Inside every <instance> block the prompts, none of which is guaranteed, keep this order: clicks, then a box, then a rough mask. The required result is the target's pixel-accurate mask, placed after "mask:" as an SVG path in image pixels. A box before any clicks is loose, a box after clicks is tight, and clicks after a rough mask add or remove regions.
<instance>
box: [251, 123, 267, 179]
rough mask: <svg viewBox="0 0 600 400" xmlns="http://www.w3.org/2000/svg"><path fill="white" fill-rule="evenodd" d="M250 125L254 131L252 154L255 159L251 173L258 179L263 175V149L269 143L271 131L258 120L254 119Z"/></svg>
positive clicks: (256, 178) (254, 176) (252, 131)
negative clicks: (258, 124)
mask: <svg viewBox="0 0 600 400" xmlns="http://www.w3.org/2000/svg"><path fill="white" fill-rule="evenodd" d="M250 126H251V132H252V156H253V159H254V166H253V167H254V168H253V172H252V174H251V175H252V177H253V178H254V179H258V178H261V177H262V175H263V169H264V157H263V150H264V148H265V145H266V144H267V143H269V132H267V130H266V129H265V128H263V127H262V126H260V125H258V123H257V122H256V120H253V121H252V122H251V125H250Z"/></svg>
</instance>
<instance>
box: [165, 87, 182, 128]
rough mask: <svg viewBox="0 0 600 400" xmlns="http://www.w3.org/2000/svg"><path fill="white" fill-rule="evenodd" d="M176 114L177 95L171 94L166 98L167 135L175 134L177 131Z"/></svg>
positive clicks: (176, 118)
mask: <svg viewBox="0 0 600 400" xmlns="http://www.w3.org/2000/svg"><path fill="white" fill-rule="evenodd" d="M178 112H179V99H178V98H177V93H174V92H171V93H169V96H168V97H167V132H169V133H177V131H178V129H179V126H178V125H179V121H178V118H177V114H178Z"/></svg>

· · · ·

> _TASK INSTRUCTIONS_
Give every line of the material again, exactly as it reads.

> _SOLUTION_
Inside every <instance> block the prompts, none of which is guaranteed, keep this order: clicks, then a box, then a rough mask. The required result is the target's pixel-accurate mask, placed after "mask:" as an SVG path in image pixels. A box before any clicks is loose, a box after clicks is tight, and clicks after a rough mask add or remove regions.
<instance>
box: [251, 123, 267, 179]
rough mask: <svg viewBox="0 0 600 400" xmlns="http://www.w3.org/2000/svg"><path fill="white" fill-rule="evenodd" d="M250 125L254 131L252 154L255 159L251 173L258 179L263 175V149L269 143L271 131L258 120L254 119Z"/></svg>
positive clicks: (256, 178) (254, 176) (252, 131)
negative clicks: (258, 124)
mask: <svg viewBox="0 0 600 400" xmlns="http://www.w3.org/2000/svg"><path fill="white" fill-rule="evenodd" d="M250 126H251V132H252V156H253V159H254V166H253V167H254V168H253V172H252V174H251V175H252V177H253V178H254V179H258V178H261V177H262V175H263V169H264V157H263V150H264V148H265V145H266V144H267V143H269V132H267V130H266V129H265V128H263V127H262V126H260V125H258V123H257V122H256V120H253V121H252V122H251V125H250Z"/></svg>
</instance>
<instance>
box: [165, 87, 182, 128]
rough mask: <svg viewBox="0 0 600 400" xmlns="http://www.w3.org/2000/svg"><path fill="white" fill-rule="evenodd" d="M176 114L177 95L171 94L166 98L167 135L175 134L177 131Z"/></svg>
positive clicks: (176, 118)
mask: <svg viewBox="0 0 600 400" xmlns="http://www.w3.org/2000/svg"><path fill="white" fill-rule="evenodd" d="M178 112H179V99H178V98H177V93H174V92H171V93H169V96H168V97H167V132H169V133H177V131H178V129H179V126H178V125H179V121H178V118H177V114H178Z"/></svg>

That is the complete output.